Instruction
Reproduce all of the entries below word for word, leaving out the pictures.

═══ Given records ═══

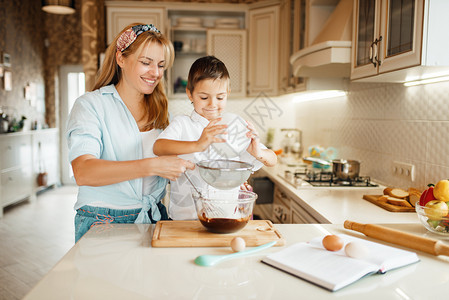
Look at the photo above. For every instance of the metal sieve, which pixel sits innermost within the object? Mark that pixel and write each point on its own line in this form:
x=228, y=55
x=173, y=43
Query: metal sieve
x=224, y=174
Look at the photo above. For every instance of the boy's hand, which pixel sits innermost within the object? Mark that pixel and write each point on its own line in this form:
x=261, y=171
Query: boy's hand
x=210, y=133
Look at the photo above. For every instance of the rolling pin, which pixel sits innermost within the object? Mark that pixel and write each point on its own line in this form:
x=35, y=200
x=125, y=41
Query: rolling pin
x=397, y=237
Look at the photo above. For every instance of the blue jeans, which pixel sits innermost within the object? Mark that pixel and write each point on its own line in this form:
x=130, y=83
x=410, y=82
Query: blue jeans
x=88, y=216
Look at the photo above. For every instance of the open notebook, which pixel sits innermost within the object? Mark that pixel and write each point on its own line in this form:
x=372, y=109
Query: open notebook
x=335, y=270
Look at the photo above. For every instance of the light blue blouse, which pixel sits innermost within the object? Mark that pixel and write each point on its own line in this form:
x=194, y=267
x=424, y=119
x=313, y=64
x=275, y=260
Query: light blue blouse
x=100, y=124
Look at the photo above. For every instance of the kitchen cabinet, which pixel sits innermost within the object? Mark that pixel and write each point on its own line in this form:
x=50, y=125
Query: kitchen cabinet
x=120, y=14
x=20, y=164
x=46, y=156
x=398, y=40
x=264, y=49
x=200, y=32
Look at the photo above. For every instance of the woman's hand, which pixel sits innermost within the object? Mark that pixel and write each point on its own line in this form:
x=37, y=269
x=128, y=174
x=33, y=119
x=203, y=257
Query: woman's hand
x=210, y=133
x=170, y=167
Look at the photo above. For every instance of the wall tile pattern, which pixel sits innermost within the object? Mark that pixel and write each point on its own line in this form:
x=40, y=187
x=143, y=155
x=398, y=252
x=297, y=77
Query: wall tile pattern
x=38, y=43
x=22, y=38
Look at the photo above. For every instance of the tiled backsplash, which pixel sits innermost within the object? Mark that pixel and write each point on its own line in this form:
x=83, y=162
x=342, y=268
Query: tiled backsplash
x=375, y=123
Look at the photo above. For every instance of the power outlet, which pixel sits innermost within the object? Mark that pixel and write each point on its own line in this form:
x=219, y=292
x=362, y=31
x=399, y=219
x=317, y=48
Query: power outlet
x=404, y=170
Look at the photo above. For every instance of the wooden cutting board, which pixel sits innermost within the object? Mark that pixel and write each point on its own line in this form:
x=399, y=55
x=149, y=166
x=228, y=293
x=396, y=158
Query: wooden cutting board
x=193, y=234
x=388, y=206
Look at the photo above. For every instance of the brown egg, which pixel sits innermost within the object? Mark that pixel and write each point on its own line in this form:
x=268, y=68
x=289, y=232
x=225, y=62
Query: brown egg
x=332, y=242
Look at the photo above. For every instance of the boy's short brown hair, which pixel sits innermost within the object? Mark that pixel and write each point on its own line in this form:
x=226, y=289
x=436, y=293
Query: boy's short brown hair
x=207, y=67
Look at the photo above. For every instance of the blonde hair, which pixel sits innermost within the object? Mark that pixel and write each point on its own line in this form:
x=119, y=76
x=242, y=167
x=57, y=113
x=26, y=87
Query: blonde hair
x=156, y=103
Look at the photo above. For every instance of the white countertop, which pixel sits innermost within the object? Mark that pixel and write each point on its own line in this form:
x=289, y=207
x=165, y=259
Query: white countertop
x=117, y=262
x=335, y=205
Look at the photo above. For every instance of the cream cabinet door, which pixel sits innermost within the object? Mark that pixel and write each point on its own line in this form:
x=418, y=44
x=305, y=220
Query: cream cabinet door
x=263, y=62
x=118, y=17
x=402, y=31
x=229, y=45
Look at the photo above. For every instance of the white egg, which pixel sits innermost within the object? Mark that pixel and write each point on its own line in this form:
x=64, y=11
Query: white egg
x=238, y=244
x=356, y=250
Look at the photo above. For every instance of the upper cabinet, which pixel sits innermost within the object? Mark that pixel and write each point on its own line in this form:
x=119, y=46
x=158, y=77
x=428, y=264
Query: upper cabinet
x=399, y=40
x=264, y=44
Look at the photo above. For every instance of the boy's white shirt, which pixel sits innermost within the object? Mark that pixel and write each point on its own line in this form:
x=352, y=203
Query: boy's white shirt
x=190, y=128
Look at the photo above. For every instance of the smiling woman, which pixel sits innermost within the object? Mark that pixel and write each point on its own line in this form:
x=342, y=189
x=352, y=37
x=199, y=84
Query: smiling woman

═══

Exercise result
Look at the photo above. For every instance of the metal sieve, which pixel sits innermost within the object? Mark that pixel and write each point on its own line in this form:
x=228, y=55
x=173, y=43
Query: metal sieve
x=224, y=174
Look at the photo above. For every instance of the boy's hand, which pixel sits innermost within the object? Mark that pixel and write each point on its own line in this form:
x=261, y=171
Query: boy's hand
x=210, y=133
Look at the photo above. For every instance of the rolling pin, which pixel sits innermost within the object? Mark that pixel and write each point on its own line in this form:
x=35, y=200
x=125, y=41
Query: rolling pin
x=397, y=237
Look at the photo above. For every instance of the blue jeans, which pixel sits innermost within the object? Mark that pixel and write each point on its own line in this form:
x=130, y=83
x=410, y=82
Query: blue jeans
x=88, y=216
Look at the photo above. For every instance of the open notebook, which pixel sits innermost within the object? Mark that pixel and write each point on its own line in this form:
x=372, y=109
Query: open notebook
x=335, y=270
Look at the photo above. For every instance of the light blue blouse, which pixel sits innermost within the object? Mark that pixel and write each point on its own line in this form:
x=194, y=267
x=424, y=119
x=313, y=64
x=275, y=260
Query: light blue blouse
x=100, y=124
Look at the photo above. For every instance of the kitchen cabinet, which pixel sits innermost within the object? Mark that pixel and write each point on its own line in this form:
x=50, y=125
Query: kitchen cabinet
x=120, y=14
x=20, y=164
x=46, y=156
x=398, y=40
x=264, y=49
x=200, y=32
Look at the photo above. For every instance of the woman's hand, which pixel sits innermost within the object? Mark that pixel and write each point on its own line in this form:
x=37, y=269
x=128, y=174
x=33, y=119
x=203, y=257
Query: woman's hand
x=210, y=133
x=170, y=167
Look at the photo above. For every instance of the wall tile pattern, which pixel sits innermost within the object? Mark that pixel and write each point on its own line in this form:
x=40, y=187
x=143, y=155
x=398, y=252
x=297, y=77
Query: wall tile pattern
x=38, y=43
x=22, y=38
Look at the photo above. For every instance of the tiled backsplash, which pixel sits innermost within the object? Mark that pixel and write each point on its own line in this form:
x=83, y=162
x=342, y=268
Query: tiled backsplash
x=375, y=123
Look at the photo above. For every instance of the power outlet, which pixel sits innermost within the object? Mark that pixel and write each point on its own line in this form:
x=219, y=292
x=362, y=31
x=399, y=219
x=317, y=48
Query: power outlet
x=404, y=170
Look at the photo above. For every instance of the wooden cutting board, which pixel sits innermost within the object? Mark that pixel and write each point on its own line in this form:
x=399, y=55
x=149, y=166
x=228, y=293
x=396, y=158
Query: wooden cutting board
x=193, y=234
x=388, y=206
Look at the photo above. For every instance of the brown egg, which pixel sits innermost within the object? Mark that pixel and write each point on its own line in this form:
x=268, y=68
x=289, y=232
x=225, y=62
Query: brown egg
x=332, y=242
Look at the photo above. For every instance of the boy's short brown hair, which pixel sits innermost within the object? Mark that pixel and write each point on its own line in this form:
x=226, y=289
x=436, y=293
Query: boy's short brown hair
x=207, y=67
Look at the photo above. For every instance of the blonde hair, which pixel sits innermost within the object? Mark that pixel and write each point on its own line in this form:
x=119, y=76
x=242, y=167
x=57, y=113
x=26, y=87
Query: blonde hair
x=156, y=103
Look at the photo above. For every instance of the white countertop, which pixel sits innermost within the object? Mark that pixel and write each point on its own line in this form:
x=289, y=207
x=165, y=259
Query: white countertop
x=117, y=262
x=335, y=205
Look at the photo above. For every instance of the cream cabinet door, which pixel sits innermost within the object? Mark that pixel and write each point on its own line in this form:
x=418, y=44
x=305, y=220
Query: cream cabinet door
x=263, y=62
x=118, y=17
x=402, y=31
x=229, y=45
Look at the photo above. For every instance of the white egg, which pixel sits innermost within the object? Mark that pixel and write each point on its own line in this form:
x=64, y=11
Query: white egg
x=238, y=244
x=356, y=250
Look at the photo above. For every instance of the upper cabinet, which pixel sits innermost within the object? Mark that pixel and write each point on its own line in this form:
x=119, y=46
x=158, y=77
x=428, y=264
Query: upper cabinet
x=399, y=40
x=264, y=44
Look at the photo above. For every instance of the boy's white shirt, which pixel sits innermost within the object? Mark that pixel and write each point on its own line in this form:
x=352, y=203
Query: boy's white shirt
x=190, y=128
Look at the photo above. For every instance of the smiling woman, which pixel sits innermost within the object? Mark that pixel and write each point on its own line in this form:
x=342, y=189
x=352, y=37
x=199, y=84
Query: smiling woman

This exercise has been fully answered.